WORK INSTRUCTIONS
Repeat all the data word for word.

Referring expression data
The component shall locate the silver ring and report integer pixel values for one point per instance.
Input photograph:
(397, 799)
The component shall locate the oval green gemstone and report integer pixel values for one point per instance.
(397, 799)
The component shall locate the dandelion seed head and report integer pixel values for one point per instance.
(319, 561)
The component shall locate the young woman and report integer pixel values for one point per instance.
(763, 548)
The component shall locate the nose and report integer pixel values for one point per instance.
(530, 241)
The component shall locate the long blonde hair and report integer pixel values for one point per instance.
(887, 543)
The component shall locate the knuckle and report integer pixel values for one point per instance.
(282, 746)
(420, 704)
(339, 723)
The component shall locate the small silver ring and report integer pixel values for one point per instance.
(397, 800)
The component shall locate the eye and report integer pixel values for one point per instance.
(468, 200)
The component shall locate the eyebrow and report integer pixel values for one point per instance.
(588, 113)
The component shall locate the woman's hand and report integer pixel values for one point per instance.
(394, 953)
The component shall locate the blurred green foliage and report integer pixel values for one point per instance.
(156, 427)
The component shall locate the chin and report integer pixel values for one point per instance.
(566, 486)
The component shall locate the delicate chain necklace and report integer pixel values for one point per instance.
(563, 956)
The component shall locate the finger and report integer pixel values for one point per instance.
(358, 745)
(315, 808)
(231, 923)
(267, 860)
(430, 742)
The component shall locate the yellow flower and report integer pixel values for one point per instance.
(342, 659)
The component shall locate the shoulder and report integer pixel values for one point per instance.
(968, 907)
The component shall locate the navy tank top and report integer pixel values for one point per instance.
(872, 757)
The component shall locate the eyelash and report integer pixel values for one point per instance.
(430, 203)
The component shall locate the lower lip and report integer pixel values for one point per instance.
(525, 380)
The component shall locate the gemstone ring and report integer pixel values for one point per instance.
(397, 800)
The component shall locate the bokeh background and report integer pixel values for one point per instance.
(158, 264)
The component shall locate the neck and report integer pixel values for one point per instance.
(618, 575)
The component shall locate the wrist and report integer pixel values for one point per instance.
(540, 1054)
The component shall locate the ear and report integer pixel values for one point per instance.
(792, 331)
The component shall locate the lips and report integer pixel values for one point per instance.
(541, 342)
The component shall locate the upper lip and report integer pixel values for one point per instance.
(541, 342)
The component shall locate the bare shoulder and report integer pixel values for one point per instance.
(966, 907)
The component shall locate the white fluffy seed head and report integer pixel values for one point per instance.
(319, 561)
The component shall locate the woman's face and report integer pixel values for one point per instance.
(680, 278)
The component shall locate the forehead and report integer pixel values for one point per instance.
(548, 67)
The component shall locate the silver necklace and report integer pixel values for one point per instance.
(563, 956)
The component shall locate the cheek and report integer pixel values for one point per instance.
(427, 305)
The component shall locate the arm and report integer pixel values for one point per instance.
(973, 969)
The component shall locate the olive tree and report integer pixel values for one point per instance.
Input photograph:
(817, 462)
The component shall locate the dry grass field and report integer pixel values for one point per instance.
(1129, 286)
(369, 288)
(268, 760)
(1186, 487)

RESULT FOR THIS EXERCISE
The component shall locate the silver ring and report integer pixel values for one point per instance.
Input photograph:
(397, 799)
The component shall locate the oval green gemstone and report integer pixel values for one point per instance.
(397, 799)
The component shall locate the dandelion seed head and report integer pixel values for one point per instance.
(319, 561)
The component shall locate the young woman and report integer pixel values for one point per instance.
(763, 548)
The component shall locate the nose and report integer pixel values for one point per instance.
(530, 241)
The component shall locate the long blonde hair and report integer pixel values for one point per instance.
(887, 543)
The component shall locate the knuckle and report integer pixel values for one point per instance.
(282, 746)
(420, 704)
(339, 723)
The component shall locate the small silver ring and report integer pixel values for one point per instance.
(397, 800)
The component shall locate the eye and report integer pixel values for one point per instance.
(468, 200)
The component shall locate the eyebrow and report integer pixel values for one point per instance.
(588, 113)
The component shall locate the woman's hand and report integer pixel values for one point per instance.
(394, 953)
The component shall locate the blurred green foliage and report integer pixel values for one point per instance.
(156, 427)
The component shall locate the chin and report integer pixel values for one point per instance.
(566, 486)
The component shall locate the delicate chain necklace and report integer pixel values for one point per instance.
(563, 956)
The component shall locate the finger and report integer pixel values for one point per instance.
(358, 745)
(315, 808)
(231, 923)
(267, 860)
(430, 742)
The component shall locate the yellow flower and report integer pixel values for one point per instance.
(342, 659)
The component shall locate the shoulder and report integer pixel values for one point per instance.
(968, 907)
The component shall locate the navy tank top and report integer pixel values for one point per instance.
(872, 757)
The component shall locate the eyelash and report integer pixel values for one point per instance.
(430, 203)
The component shall locate the lower lip and report integer pixel values for one point per instance.
(525, 380)
The component shall locate the gemstone ring and report integer pixel values for one point per instance.
(397, 800)
The component shall locate the bokeh background and report integer pixel values for one point per instance.
(158, 264)
The component shall locate the neck and report integer pixel values for one point per instance.
(618, 575)
The component shall locate the wrist and report integer pixel values for one point per instance.
(540, 1054)
The component shall locate the ear and report integer pixel values for one point per instance.
(792, 331)
The component shall locate the lips and report integer pixel values for one point per instance.
(541, 342)
The component shall locate the upper lip and report integer pixel values for one point per instance.
(541, 342)
The component shall locate the bare shoulder and report integer pixel values for one point per instance.
(966, 907)
The component shall locate the white fluffy seed head and report integer pixel values for one point per instance.
(319, 561)
The component shall locate the woman's face and report integer pixel values for one point per instance.
(680, 278)
The component shall locate the forehead and report integer pixel values for one point per instance.
(548, 67)
The component shall locate the silver necklace and report integer pixel values for one point per instance.
(563, 956)
The component shall locate the cheek and report integer pixel values for one point per instance.
(427, 305)
The component shall locate the arm and report integer pixel values for one point per instance.
(973, 969)
The component shall locate the olive tree and report integer pixel values for one point per instance.
Input photograph:
(817, 462)
The component shall locate the dry grass field and report integer pixel values for one point per instance.
(1129, 286)
(369, 288)
(268, 760)
(1186, 487)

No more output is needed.